(Region pointing data)
--

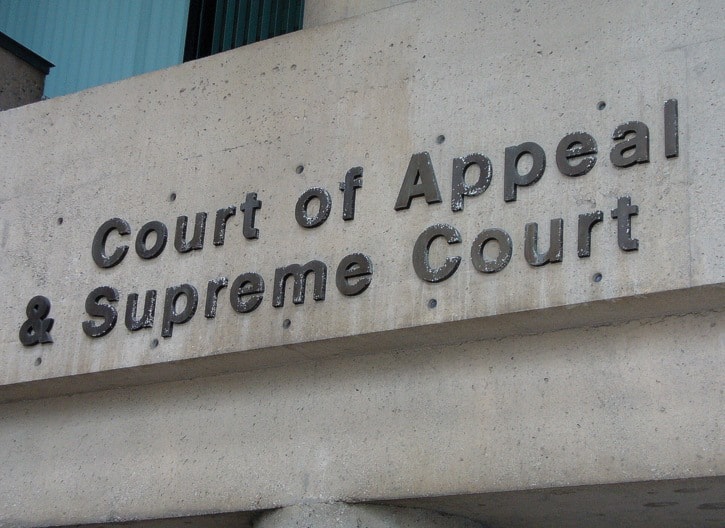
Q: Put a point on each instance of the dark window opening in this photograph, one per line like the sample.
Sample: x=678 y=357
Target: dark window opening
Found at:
x=220 y=25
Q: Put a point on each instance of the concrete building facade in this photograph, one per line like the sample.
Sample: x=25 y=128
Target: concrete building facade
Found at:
x=426 y=263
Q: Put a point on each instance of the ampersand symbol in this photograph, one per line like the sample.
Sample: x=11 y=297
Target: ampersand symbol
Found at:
x=37 y=328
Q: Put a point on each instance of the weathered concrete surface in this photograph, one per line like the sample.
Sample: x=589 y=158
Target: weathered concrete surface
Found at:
x=526 y=379
x=367 y=91
x=358 y=516
x=20 y=83
x=670 y=503
x=640 y=401
x=319 y=12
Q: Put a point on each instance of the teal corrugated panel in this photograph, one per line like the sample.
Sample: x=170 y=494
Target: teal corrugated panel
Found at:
x=93 y=42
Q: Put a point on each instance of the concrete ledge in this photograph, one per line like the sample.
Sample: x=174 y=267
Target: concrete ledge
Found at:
x=599 y=313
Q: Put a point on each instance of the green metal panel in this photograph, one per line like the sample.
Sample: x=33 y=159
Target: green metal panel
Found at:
x=221 y=25
x=93 y=42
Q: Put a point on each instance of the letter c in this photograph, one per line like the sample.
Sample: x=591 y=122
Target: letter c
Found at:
x=99 y=243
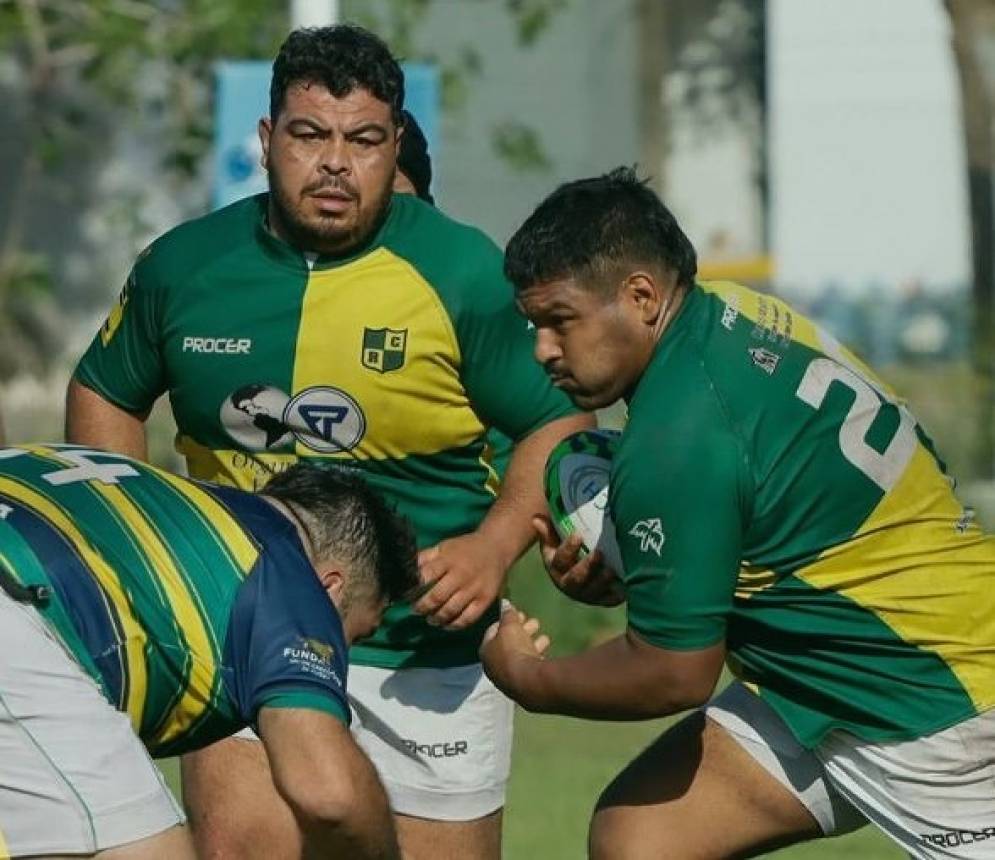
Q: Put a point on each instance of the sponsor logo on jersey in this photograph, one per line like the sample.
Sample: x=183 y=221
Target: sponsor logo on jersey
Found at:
x=956 y=838
x=325 y=419
x=313 y=657
x=448 y=749
x=650 y=534
x=253 y=416
x=730 y=313
x=264 y=418
x=113 y=321
x=966 y=521
x=383 y=348
x=218 y=345
x=764 y=359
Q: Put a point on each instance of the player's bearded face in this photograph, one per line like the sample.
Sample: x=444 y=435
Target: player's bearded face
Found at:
x=331 y=164
x=585 y=340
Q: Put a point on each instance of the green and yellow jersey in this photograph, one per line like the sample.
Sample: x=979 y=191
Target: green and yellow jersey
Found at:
x=191 y=606
x=769 y=490
x=396 y=359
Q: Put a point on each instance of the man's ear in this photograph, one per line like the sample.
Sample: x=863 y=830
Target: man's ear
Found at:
x=265 y=130
x=645 y=295
x=332 y=579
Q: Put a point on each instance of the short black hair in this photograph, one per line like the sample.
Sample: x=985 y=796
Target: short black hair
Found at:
x=344 y=518
x=585 y=228
x=342 y=58
x=413 y=159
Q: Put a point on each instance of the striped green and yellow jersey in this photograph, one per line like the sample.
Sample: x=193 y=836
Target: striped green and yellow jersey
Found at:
x=191 y=606
x=769 y=490
x=395 y=359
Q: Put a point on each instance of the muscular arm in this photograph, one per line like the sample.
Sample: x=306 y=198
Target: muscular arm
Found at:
x=508 y=523
x=330 y=785
x=92 y=420
x=469 y=570
x=625 y=678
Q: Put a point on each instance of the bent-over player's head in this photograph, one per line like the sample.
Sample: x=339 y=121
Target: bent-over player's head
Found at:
x=330 y=141
x=363 y=552
x=414 y=164
x=597 y=268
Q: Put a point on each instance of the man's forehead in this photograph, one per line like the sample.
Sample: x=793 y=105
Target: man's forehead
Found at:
x=546 y=294
x=313 y=97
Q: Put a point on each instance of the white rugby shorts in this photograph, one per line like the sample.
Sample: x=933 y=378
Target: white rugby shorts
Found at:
x=74 y=777
x=440 y=738
x=934 y=795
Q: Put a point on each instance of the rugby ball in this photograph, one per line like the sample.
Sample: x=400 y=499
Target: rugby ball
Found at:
x=577 y=473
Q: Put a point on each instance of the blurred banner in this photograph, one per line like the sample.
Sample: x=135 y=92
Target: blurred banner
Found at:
x=243 y=97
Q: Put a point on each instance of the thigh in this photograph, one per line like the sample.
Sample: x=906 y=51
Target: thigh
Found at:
x=696 y=793
x=935 y=795
x=74 y=777
x=234 y=808
x=441 y=742
x=421 y=838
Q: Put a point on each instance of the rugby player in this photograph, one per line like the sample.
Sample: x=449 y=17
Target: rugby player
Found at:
x=139 y=608
x=780 y=510
x=377 y=332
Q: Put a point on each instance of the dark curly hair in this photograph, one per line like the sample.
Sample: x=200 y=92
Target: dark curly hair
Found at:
x=341 y=58
x=584 y=228
x=344 y=518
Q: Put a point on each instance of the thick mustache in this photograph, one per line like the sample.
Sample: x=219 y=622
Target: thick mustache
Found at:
x=331 y=185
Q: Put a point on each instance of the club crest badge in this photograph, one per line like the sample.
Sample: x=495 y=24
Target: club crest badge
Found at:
x=383 y=348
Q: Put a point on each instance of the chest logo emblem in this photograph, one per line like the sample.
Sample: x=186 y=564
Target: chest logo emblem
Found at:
x=383 y=348
x=650 y=534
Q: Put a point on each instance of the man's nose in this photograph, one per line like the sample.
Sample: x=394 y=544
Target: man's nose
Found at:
x=547 y=346
x=335 y=156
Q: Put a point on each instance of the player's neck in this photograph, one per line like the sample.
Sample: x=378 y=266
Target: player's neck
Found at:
x=302 y=531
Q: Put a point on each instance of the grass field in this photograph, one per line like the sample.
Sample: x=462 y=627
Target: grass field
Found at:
x=561 y=765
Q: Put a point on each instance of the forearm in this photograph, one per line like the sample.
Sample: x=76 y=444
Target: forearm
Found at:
x=620 y=680
x=509 y=520
x=92 y=420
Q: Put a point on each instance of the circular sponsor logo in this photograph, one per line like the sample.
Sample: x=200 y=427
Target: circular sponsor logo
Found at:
x=325 y=419
x=253 y=416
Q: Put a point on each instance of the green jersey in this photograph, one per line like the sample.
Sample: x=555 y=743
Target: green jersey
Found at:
x=396 y=359
x=191 y=606
x=770 y=491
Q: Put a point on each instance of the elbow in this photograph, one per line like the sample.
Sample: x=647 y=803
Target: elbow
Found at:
x=323 y=806
x=680 y=694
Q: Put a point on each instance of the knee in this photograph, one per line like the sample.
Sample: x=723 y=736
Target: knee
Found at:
x=607 y=836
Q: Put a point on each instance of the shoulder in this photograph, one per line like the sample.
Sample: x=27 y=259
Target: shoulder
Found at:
x=197 y=244
x=450 y=255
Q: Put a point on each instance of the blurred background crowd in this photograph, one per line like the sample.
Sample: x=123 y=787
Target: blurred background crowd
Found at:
x=836 y=153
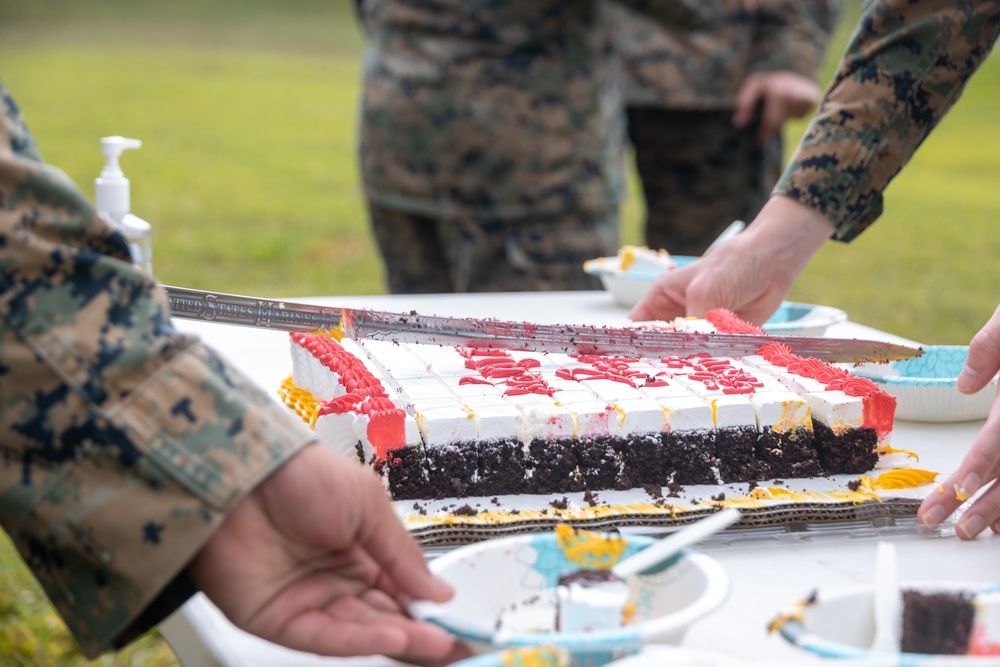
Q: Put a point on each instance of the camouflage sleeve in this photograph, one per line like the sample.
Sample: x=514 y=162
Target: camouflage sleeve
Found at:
x=792 y=35
x=124 y=443
x=906 y=64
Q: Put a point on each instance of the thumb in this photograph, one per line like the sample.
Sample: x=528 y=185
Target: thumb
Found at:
x=984 y=357
x=390 y=545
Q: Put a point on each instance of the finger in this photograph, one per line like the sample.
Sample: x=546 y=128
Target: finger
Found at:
x=386 y=540
x=984 y=357
x=350 y=628
x=771 y=117
x=984 y=512
x=458 y=652
x=664 y=300
x=979 y=466
x=746 y=102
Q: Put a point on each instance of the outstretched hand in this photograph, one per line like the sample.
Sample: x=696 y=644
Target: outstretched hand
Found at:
x=749 y=274
x=981 y=464
x=315 y=559
x=780 y=95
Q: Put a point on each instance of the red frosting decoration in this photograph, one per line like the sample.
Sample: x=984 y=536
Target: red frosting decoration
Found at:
x=879 y=407
x=726 y=321
x=470 y=379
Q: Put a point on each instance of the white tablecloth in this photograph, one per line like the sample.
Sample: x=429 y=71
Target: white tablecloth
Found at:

--

AIM OF THE EXERCISE
Your reply must match the data above line for line, except that it holds no pictures.

ANSWER BOX
Q: Put a point on each instance of the dark window opening in this photograph, one per line like the sample.
Sample: x=678 y=357
Target: dark window opening
Found at:
x=220 y=25
Q: Put a point on each instance of the concrete building facade in this photograph, one per line like the sample.
Sample: x=25 y=128
Target: concrete building facade
Found at:
x=426 y=263
Q: Put a point on each instance of the ampersand symbol in this photograph, one per line like the sample.
Sample: x=11 y=297
Target: ampersand symbol
Found at:
x=37 y=328
Q: Put a point on each instance of the weathered concrete surface in this photograph, one per line like the sample.
Sample: x=589 y=158
Target: weathered concrete surface
Found at:
x=526 y=379
x=367 y=91
x=358 y=516
x=20 y=83
x=670 y=503
x=640 y=401
x=319 y=12
Q: Put a point on each instance of the teal corrugated panel in this photograph, one per line like the sample.
Sample: x=170 y=494
Target: teal corrugated panel
Found at:
x=93 y=42
Q: Put a point on each instance of the concrete ledge in this photograph, one per line like the sample.
Sample: x=174 y=267
Target: concrete ledge
Found at:
x=599 y=313
Q: Put a point on each instance of the green metal panel in this photograph, one per line like the sample.
Sample: x=33 y=159
Target: green metal panel
Found at:
x=221 y=25
x=93 y=42
Q: Put a point on each instance of the letter c in this photograph, one per line like the sample.
Sample: x=591 y=122
Target: letter c
Found at:
x=99 y=243
Q: Put a point on each instance of the sponsor logo on jersey in this photograph, one per line like the sample.
Sample: x=183 y=221
Target: sponsor logo on jersey
Found at:
x=956 y=838
x=325 y=419
x=313 y=657
x=448 y=749
x=650 y=534
x=253 y=416
x=730 y=313
x=264 y=418
x=113 y=321
x=966 y=521
x=383 y=348
x=218 y=345
x=764 y=359
Q: Put a point on each instance of the player's bearded face in this photograph, one per line like the sample.
Sample: x=444 y=435
Target: player's bearded face
Found at:
x=331 y=164
x=585 y=340
Q: Put a point on each instance of the green and yellow jersey in this photograph, one per line like the sample.
Sample: x=979 y=191
Target: green and yellow jersey
Found at:
x=191 y=606
x=769 y=490
x=396 y=359
Q: Put a point on each instance of the man's ear in this photograph, one per line like the sample.
Sample: x=863 y=830
Target: man's ear
Found at:
x=265 y=130
x=645 y=295
x=332 y=579
Q: Put a point on each instance of the short black hair in this photograph, one per line like the sample.
Sample: x=985 y=796
Target: short black hair
Found at:
x=344 y=518
x=585 y=228
x=342 y=58
x=413 y=159
Q: Put a point on each instance of the striped green and yellow jersey in this photograph, one per line like the sample.
Sample: x=193 y=836
Target: striped green and yellow jersey
Found at:
x=191 y=606
x=769 y=490
x=395 y=359
Q: Put a point on each instance of the muscular arm in this photograph, one per line like the sample.
Sample: x=306 y=198
Target: muscular arm
Found at:
x=508 y=523
x=330 y=785
x=92 y=420
x=469 y=570
x=625 y=678
Q: Put a point on each instance of the bent-over player's head in this photograph, one per line like the sample.
Sample: x=339 y=121
Target: bent-over player's head
Found at:
x=330 y=141
x=363 y=552
x=414 y=164
x=597 y=268
Q: Put a point on each instance of the man's forehead in this photograph, one per line like the sample.
Sample: x=793 y=105
Target: man's forehead
Found at:
x=546 y=294
x=313 y=97
Q: Put a point on each instance of the white rugby shorts in this photograph, one per line like the sample.
Sample: x=933 y=378
Target: white rugby shorts
Found at:
x=74 y=777
x=440 y=738
x=934 y=795
Q: Put a point on each instance of the rugby ball in this photograph, one per line like the sample.
Sample: x=400 y=499
Target: rugby ball
Found at:
x=577 y=473
Q: Put a point on each instance of the blurred banner in this photograph, one per line like the sample.
Sample: x=135 y=92
Target: blurred banner
Found at:
x=243 y=97
Q: Put a point on each instance of the thigh in this photograph, one per line like the sample.
Sample: x=906 y=51
Target: thigh
Found at:
x=696 y=793
x=935 y=795
x=74 y=777
x=234 y=808
x=441 y=742
x=421 y=838
Q: Put a point on each instance of the rugby player in this photograph, one per line like the sample.
Sample: x=449 y=17
Target: rugby player
Found at:
x=139 y=608
x=780 y=510
x=377 y=332
Q: Put a point on each instance of the dark curly hair in this photograph, one per line like the sample.
Sample: x=200 y=92
Target: dark curly hair
Found at:
x=341 y=58
x=584 y=228
x=344 y=518
Q: Put a point on each instance of the thick mustache in this photograph, one per line like the sample.
Sample: x=219 y=622
Target: thick mustache
Found at:
x=331 y=185
Q: Put a point on each instance of the club crest badge in this photograph, one per line like the sample.
Sample: x=495 y=24
Target: club crest badge
Found at:
x=383 y=348
Q: Put a point on each instance of the chest logo emblem in this photograph, one per line like the sample.
Sample: x=186 y=564
Target: chest logo emblem
Found at:
x=383 y=348
x=650 y=534
Q: Put a point on each instance of the man's nose in this photograph, one per line like the sample.
Sample: x=394 y=544
Target: man's nose
Found at:
x=547 y=346
x=335 y=156
Q: Put a point on each instance of the player's neck in this photograph, one per line like the sample.
Sample: x=378 y=266
Target: player's neck
Found at:
x=302 y=531
Q: Put a point on each instance of the grass field in this photograph, one per line like the sample.
Sample: x=462 y=627
Target: grass field
Found at:
x=561 y=765
Q: Put a point on each instance of the forearm in this photograph, one per line like the sample.
Sample: x=76 y=444
Target: forearm
Found at:
x=620 y=680
x=509 y=520
x=92 y=420
Q: Put a point on each instance of the circular sponsor logo in this photograph, one per line like the sample.
Sample: x=200 y=427
Target: circular sponsor logo
Found at:
x=325 y=419
x=253 y=416
Q: Put a point on each instance of the green jersey in this photograph, one per line like the sample.
Sample: x=555 y=743
Target: green jersey
Found at:
x=396 y=359
x=191 y=606
x=770 y=491
Q: Put a point on each instance of the elbow in this photograph, one per line like the sample.
Sample: x=647 y=803
Target: elbow
Found at:
x=323 y=806
x=680 y=694
Q: Put a point on each instance of the knee in this photograph, one per line like the sample.
Sample: x=723 y=736
Target: knee
Found at:
x=607 y=836
Q: Put a point on each instance of the shoulder in this photograph, one per line like the sample.
Sample: x=27 y=259
Target: shoulder
Found at:
x=197 y=244
x=450 y=255
Q: Put a point on each instance of the blurred background crowd in this photograph, one per line like the sample.
Sample: x=123 y=787
Target: blurred background crowd
Found at:
x=836 y=153
Q: Put a point on each instance of the camouflage sleeve in this photograph, one per line like the sample.
Sample: x=514 y=162
Target: camouflage sleeve
Found at:
x=792 y=35
x=124 y=443
x=906 y=64
Q: Put a point on each instance of the thumb in this photograph, one per line like the sample.
Sample: x=528 y=185
Target: thumb
Found at:
x=984 y=357
x=390 y=545
Q: Put a point on each instance of the finger in this photograph, one per line like the sample.
Sample: x=546 y=128
Target: finger
Found at:
x=386 y=540
x=984 y=357
x=350 y=628
x=771 y=117
x=984 y=512
x=458 y=652
x=664 y=300
x=979 y=466
x=746 y=102
Q: Put a point on each instance of the outstretched hand in this photograph, one per line like the sample.
Sample: x=696 y=644
Target: outstretched hand
Found at:
x=749 y=274
x=981 y=464
x=315 y=559
x=780 y=95
Q: Put a point on each instance of the red frosting decoration in this photograph, one per line like the sample.
Sample: x=984 y=536
Target: red frosting decoration
Found at:
x=879 y=407
x=726 y=321
x=470 y=379
Q: Put a point on each instance of the white tablecloth in this photograph, one per line like the sample.
Sample: x=429 y=71
Target: white tablecloth
Found at:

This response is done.